----- TEXT FOR ANALYSIS -----

In a 2005 study, Redden and Vlahos reported the findings from 26 amputation cases, with 73% surviving the 120 day post-operative period and 65% surviving at least nine months, the latter of which described as “serviceably sound as breeding or companion animals.” Mean overall survival time was 30.6 months.

Over his 100-plus cases to date, Vlahos pins the figure at 90% of horses surviving discharge and comfortable at more than 12 months. Fewer than a handful of horses failed to survive to discharge, he added, tripped up by things like septic limbs and complications during anesthesia.

“Our experience has been they live a normal life, if cared for properly,” said Vlahos, pointing to videos posted on his website. “We have horses that have spent between 15 to 20 years since surgery out running happily in pastures and being serviceable breeding animals.”

As a recent success story from the racehorse world, Vlahos points to the Quarter Horse stallion Triple Vodka, fitted with a prosthetic after a septic coffin joint in his right front necessitated amputation below the fetlock. Triple Vodka returned to full stallion duties, said Vlahos, but passed away last fall through complications from a twisted colon.

In a 1985 article in the Blood Horse on Boitron's surgeries, Grant is quoted as saying that he hoped the horse's exploits would spur copy-cat surgeries. “We were lucky with Boitron,” Grant said at the time. “If he hadn't made it, a lot of skeptics would say don't bother trying anymore.”

Nearly forty years later, however, Grant laments how few believers his proselytizing has converted. “Personally, one of the unfinished things I put in my bucket, I guess, is trying to get more people to think about doing it.”

 

Future

Which brings us back to the prosthetic limb itself, and its evolution from bygone days of stumps fashioned from wood cuts.

Boitron's foreign limb was ostensibly jimmy-rigged: A steering column from a Volkswagon vehicle mounted along two stainless steel tubes atop on a foot plate and support cup.

----- SOURCE DATA -----

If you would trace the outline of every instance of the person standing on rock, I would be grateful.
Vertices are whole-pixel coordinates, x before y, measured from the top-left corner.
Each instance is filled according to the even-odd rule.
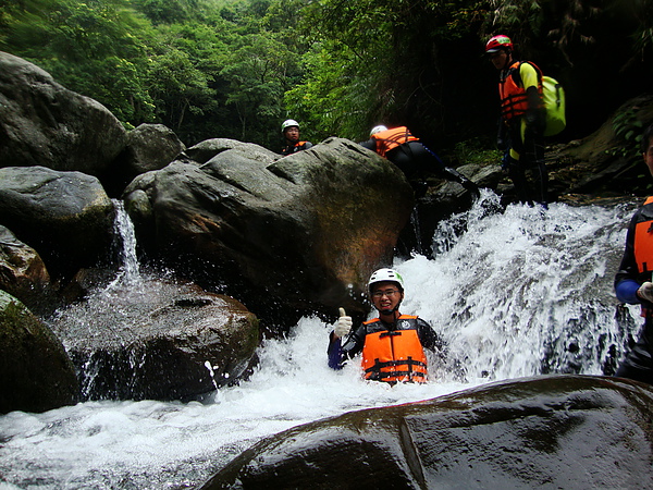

-----

YOUR GOAL
Please continue the article on amputation and prosthetic limbs in horses from the point where it stops. You won't need the material for this.

WRITTEN RESPONSE
Modern iterations used by Vlahos consist of titanium pylons-some with shock-absorbers incorporated-surrounded by graphite laminate or hard plastic and mounted on a stainless-steel foot plate.

Photo Courtesy Ted Vlahos

To help alleviate pressure sores at the stump, Vlahos inserts a gel cushion into the lining of the prosthesis. With a similar aim, Redden graphs frog tissue to the stump.

And for the past two years, the addition of a Boa cable system to the permanent prosthetic has enabled a more secure fit to the leg, in the style of a ski-boot, allowing for a lighter prosthetic. “This helps prevent the prosthetic from falling off, even at full gallop,” said Vlahos.

The materials used, however, are intended for human use. “So, they're meant for up to a 350lb person per leg,” he said. Which circles back to Gould's vision of the future.

The 3D rendering, he said, could be made accurate in size, weight and proportion to not only the part of the limb removed but to the corresponding leg as well, to act as a necessary “counter balance.” Why is this important?

“Taking the profile of the animal, we can take the dimensions of the other leg that isn't damaged, and say, 'it's got to be within grams of the same weight and the same composition and bone structure as the leg we're already fixing. It has to be. If I was to dissect my legs, they would weigh virtually the same,” said Gould.

“The way the brain operates is that it has already been pre-programmed for the weight of my arms, the weight of my legs, and the pressure I put on each of those things,” he said. “There's a lot of areas that we can tailor to the specific horse.”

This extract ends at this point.